━━ SUPPLIED MATERIAL ━━
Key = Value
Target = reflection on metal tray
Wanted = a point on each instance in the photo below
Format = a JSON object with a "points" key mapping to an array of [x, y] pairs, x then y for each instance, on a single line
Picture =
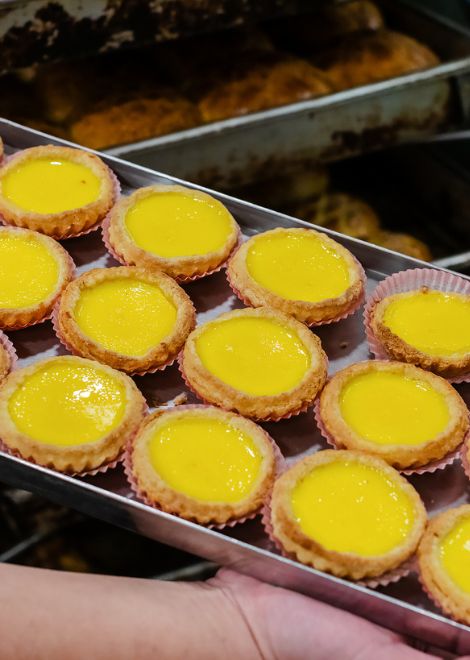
{"points": [[403, 607], [239, 150], [33, 31]]}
━━━
--- YOUR TASK ---
Copy every line of the records above verbatim, leaving out the pictures.

--- RESULT OF THE EXERCISE ---
Key = Value
Target = reflection on metal tray
Wanted = a point on each instance in the photo below
Format = a JSON object with a "points" key mapping to an array of [x, y] pairs, x then y for each instance, on a single line
Picture =
{"points": [[403, 607], [239, 150], [33, 31]]}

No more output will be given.